TESTO FORNITO ▸
<<<<

Scissione M5S, con Di Maio una cinquantina di deputati: molti i campani

Tra i big l’ex ministro Vincenzo Spadafora, Laura Castelli, Filippo Gallinella, Anna Macina, Manlio Di Stefano. Tra i Salernitani sembra Cosimo Adelizzi. Le indiscrezioni sui nomi.

È scissione nel Movimento cinque stelle. Una cinquantina i deputati che avrebbero scelto di seguire il ministro degli esteri ed ex capo politico del Movimento, Luigi Di Maio. Alla Camera già i numeri per formare un gruppo autonomo, al Senato non ancora.

Si vociferano una serie di nomi di deputati passati con Di Maio, altri in forse. Dai rumor sarebbero passati con il ministro degli esteri:
DEPUTATI
Cosimo Adelizzi
Alessandro Amitrano
Elisabetta Barbuto
Sergio Battelli
Vittoria Casa
Andrea Caso
Laura Castelli
Tiziana Ciprini
Luciano Cillis
Paola Deiana
Sabrina De Carlo
Iolanda Di Stasio
Manlio Di Stefano
Daniele Del Grosso
Francesco D’Uva
Marialuisa Faro
Filippo Gallinella
Luigi Gallo
Andrea Giarrizzo
Nicola Grimaldi
Luigi Iovino
Caterina Licatini
Anna Macina
Alberto Manca
Dalila Nesci
Davide Serritella
Vincenzo Spadafora
Elisa Tripodi
Gianluca Vacca
Simone Valente
Gianfranco Di Sarno
Generoso Maraia
Margherita Del Sesto
Luciano Cadeddu
Pasquale Maglione
Filippo Gallinella
Gianluca Rizzo
Giovanni Luca Aresta
Mattia Fantinati
Roberta Alaimo
Maria Pallini
Chiara Gargnarli
Marianna Iorio
Luca Frusone
Silvana Nappi
Giuseppe D’Ippolito
Emanuele Scagliusi
Patrizia Terzoni

SENATO
Emiliano Fenu
Carla Ruocco
Fabrizio Trentacoste
Antonella Campagna
Vincenzo Presutto
Primo Di Nicola
Simona Nocerino
Gianmarco Corbetta
Pietro Lorefice
Vincenzo Santangelo
Sergio Vaccaro
Daniela Donno
Raffaele Mautone

Luigi Di Maio non solo lascia il Movimento 5 stelle, ma ne infrange le tavole sacre. Quei principi su cui si fondava la missione di Beppe Grillo, con il Movimento che nove anni fa entrava in Parlamento per aprirlo “come una scatoletta di tonno”.

All’epoca, ad applaudire il fondatore, c’erano molti fra gli oltre cinquanta deputati e senatori riuniti in una saletta dell’Hotel Bernini di Roma, a spellarsi le mani per il ministro degli Esteri che apre un nuovo capitolo politico, “insieme per il futuro”, come la chiusa del suo discorso alla stampa in cui ha rinnegato una delle regole auree dei grillini: “Da oggi inizia un nuovo percorso.

>>>>

DATI REGISTRATI ▸
<<<<

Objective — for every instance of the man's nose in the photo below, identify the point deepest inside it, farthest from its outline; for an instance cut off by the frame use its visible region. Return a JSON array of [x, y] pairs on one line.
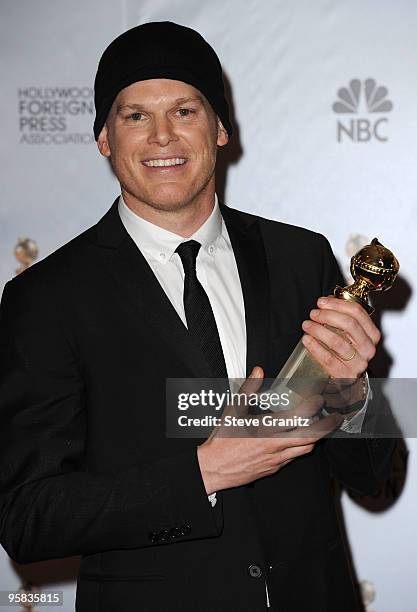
[[162, 132]]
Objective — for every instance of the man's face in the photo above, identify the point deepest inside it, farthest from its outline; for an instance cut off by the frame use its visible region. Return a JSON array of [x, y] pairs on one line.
[[162, 121]]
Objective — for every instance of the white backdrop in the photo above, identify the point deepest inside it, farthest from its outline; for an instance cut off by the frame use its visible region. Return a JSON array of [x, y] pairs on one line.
[[349, 175]]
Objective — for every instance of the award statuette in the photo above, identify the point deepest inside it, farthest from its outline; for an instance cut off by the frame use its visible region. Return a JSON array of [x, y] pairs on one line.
[[373, 268]]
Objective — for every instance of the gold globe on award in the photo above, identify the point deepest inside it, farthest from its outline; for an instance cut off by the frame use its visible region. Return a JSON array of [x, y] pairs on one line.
[[373, 268]]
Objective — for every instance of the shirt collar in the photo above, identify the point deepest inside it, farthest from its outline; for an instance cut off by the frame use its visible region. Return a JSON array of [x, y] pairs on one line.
[[159, 243]]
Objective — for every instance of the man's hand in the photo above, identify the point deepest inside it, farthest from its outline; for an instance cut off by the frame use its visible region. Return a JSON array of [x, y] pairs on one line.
[[349, 353], [227, 462]]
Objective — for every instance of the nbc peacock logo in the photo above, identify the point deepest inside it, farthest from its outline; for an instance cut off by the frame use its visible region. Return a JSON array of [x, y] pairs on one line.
[[362, 98]]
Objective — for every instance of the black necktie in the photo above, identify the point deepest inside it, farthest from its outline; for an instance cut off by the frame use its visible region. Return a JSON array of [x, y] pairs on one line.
[[200, 318]]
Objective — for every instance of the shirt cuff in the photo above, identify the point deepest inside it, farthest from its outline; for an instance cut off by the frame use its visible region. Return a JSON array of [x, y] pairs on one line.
[[354, 425], [212, 499]]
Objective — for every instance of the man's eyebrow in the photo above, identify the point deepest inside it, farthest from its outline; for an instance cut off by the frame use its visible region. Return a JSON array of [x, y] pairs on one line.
[[122, 107]]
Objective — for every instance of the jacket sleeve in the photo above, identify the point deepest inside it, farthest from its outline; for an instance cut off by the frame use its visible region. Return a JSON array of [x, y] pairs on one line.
[[50, 504], [361, 463]]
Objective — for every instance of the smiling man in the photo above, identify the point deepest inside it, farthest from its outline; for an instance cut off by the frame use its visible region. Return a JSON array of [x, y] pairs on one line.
[[170, 283]]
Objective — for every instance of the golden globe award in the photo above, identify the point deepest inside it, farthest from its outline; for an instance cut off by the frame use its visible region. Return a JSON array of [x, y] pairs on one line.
[[373, 268]]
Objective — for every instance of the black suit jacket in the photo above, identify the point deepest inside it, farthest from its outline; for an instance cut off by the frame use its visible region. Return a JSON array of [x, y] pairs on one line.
[[88, 338]]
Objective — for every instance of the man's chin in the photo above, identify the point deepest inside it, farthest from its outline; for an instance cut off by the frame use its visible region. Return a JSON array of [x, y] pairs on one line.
[[169, 201]]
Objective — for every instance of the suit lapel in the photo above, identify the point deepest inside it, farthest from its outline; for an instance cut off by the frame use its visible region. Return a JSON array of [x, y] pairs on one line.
[[248, 247], [142, 293], [147, 301]]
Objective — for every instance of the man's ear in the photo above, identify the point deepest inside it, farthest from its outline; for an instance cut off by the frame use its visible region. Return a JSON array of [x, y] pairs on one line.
[[222, 135], [102, 142]]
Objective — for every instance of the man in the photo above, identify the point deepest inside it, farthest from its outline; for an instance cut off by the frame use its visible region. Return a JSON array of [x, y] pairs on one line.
[[172, 284]]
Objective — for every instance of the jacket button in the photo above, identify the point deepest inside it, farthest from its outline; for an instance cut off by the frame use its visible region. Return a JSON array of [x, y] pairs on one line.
[[153, 536], [186, 529], [164, 535], [254, 571], [175, 532]]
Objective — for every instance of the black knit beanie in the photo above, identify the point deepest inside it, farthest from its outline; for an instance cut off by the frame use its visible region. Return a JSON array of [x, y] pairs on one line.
[[159, 50]]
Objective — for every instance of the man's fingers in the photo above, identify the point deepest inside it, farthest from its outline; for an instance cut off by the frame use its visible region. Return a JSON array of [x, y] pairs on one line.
[[253, 382]]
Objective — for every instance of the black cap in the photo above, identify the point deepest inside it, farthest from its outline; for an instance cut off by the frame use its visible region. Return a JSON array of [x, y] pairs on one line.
[[163, 50]]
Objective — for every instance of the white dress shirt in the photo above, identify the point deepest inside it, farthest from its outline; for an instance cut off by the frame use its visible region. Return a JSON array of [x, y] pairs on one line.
[[216, 270]]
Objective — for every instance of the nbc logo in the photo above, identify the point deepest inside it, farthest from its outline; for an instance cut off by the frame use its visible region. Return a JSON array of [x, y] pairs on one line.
[[361, 97]]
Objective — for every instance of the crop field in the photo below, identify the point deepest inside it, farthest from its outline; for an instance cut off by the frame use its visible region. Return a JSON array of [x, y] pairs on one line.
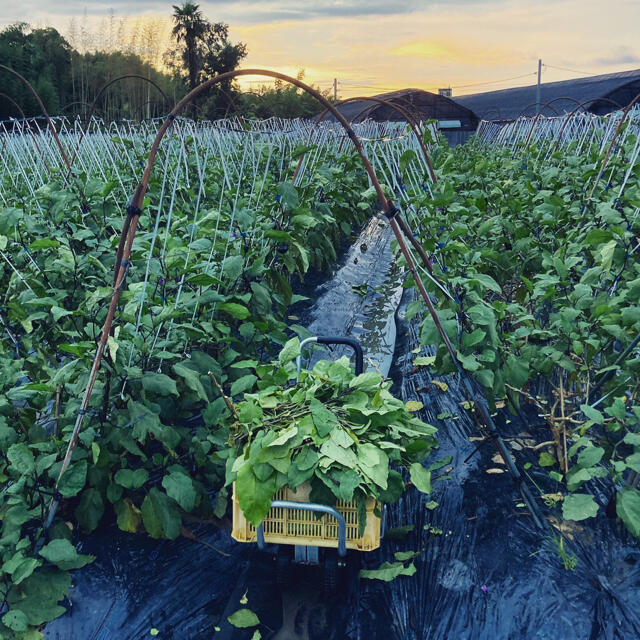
[[526, 240]]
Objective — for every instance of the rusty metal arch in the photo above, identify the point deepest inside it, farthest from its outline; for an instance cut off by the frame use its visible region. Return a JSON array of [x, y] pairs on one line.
[[410, 121], [134, 212], [613, 139], [50, 124], [581, 105]]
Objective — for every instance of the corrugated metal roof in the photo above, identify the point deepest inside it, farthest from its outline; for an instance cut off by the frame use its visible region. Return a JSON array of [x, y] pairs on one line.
[[507, 104], [421, 105]]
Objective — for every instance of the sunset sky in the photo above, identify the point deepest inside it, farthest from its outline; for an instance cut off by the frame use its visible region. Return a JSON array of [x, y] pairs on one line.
[[372, 46]]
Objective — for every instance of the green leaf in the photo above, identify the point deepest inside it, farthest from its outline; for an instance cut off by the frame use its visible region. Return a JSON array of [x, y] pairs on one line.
[[546, 460], [25, 569], [244, 618], [232, 268], [399, 533], [579, 506], [420, 477], [395, 488], [160, 515], [590, 456], [288, 194], [73, 479], [180, 487], [236, 310], [89, 512], [323, 419], [487, 282], [606, 254], [290, 350], [159, 383], [21, 458], [517, 371], [366, 380], [592, 414], [130, 479], [243, 384], [63, 554], [254, 496], [191, 379], [43, 243], [484, 377], [15, 620], [128, 515], [628, 509], [388, 571], [424, 361]]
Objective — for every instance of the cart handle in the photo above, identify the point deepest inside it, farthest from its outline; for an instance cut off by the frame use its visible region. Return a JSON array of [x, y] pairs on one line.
[[310, 506], [350, 342]]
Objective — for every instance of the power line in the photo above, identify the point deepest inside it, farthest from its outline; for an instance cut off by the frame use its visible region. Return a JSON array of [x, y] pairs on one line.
[[586, 73]]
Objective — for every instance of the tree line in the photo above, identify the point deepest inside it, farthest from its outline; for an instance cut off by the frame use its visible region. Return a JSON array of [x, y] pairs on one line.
[[68, 80]]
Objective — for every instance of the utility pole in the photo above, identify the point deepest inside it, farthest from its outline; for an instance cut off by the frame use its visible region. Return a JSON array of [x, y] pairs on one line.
[[538, 87]]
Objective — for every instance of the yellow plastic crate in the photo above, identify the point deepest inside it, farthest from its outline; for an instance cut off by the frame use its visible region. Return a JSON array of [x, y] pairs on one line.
[[297, 527]]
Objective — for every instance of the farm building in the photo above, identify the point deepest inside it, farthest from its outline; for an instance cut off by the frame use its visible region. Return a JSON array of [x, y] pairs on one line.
[[598, 94], [455, 121]]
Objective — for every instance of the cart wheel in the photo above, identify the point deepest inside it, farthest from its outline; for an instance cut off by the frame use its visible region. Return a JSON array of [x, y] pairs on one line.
[[330, 575], [283, 568]]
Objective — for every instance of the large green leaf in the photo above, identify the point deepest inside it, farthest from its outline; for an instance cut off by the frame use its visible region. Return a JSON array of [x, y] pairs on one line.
[[64, 555], [388, 571], [160, 515], [180, 487], [244, 618], [90, 509], [21, 458], [628, 509], [579, 506], [73, 479], [159, 383], [420, 477], [254, 496]]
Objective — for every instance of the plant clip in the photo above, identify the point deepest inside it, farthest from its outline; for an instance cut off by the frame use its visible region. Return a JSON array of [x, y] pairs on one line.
[[132, 211], [391, 213], [125, 264]]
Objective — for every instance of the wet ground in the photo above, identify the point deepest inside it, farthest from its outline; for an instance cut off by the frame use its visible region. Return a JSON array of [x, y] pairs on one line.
[[486, 572]]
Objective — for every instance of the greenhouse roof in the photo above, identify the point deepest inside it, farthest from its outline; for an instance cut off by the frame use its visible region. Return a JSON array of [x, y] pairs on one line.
[[419, 104], [508, 104]]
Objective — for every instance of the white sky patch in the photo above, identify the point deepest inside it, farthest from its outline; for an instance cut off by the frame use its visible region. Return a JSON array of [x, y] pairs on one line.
[[472, 46]]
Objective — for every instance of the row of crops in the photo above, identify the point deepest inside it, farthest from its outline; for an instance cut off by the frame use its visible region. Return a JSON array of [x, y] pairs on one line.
[[534, 229], [531, 241], [235, 215]]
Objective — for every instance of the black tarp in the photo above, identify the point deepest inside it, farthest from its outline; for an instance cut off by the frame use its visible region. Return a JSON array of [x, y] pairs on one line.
[[490, 574]]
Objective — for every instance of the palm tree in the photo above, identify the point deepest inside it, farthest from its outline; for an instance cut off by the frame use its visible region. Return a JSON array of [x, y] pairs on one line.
[[189, 27]]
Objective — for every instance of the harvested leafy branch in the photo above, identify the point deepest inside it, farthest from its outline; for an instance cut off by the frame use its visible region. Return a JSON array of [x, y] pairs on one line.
[[230, 227], [346, 435]]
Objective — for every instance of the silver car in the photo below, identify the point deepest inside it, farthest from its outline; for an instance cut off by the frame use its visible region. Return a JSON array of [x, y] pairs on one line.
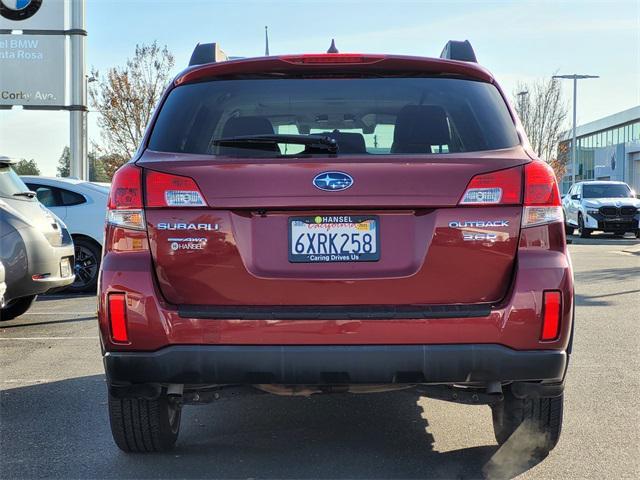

>>>>

ATTIVITÀ DA SVOLGERE ▸
a – Secondo l'articolo sulla scissione nel Movimento cinque stelle, quanti deputati avrebbero scelto di seguire Luigi Di Maio?
b – Riporta sotto forma di elenco JSON di stringhe, una per riga e senza righe vuote, le righe dei record che partono da quella contenente "Objective — for every instance of the row" e arrivano a quella contenente "[[490, 574]]", entrambe comprese.
Il testo e i record provengono da fonti distinte.

SOLUZIONI DEGLI ESERCIZI ▸
a – Una cinquantina.

b –
[
  "Objective — for every instance of the row of crops in the photo above, identify the point deepest inside it, farthest from its outline; for an instance cut off by the frame use its visible region. Return a JSON array of [x, y] pairs on one line.",
  "[[534, 229], [531, 241], [235, 215]]",
  "Objective — for every instance of the black tarp in the photo above, identify the point deepest inside it, farthest from its outline; for an instance cut off by the frame use its visible region. Return a JSON array of [x, y] pairs on one line.",
  "[[490, 574]]"
]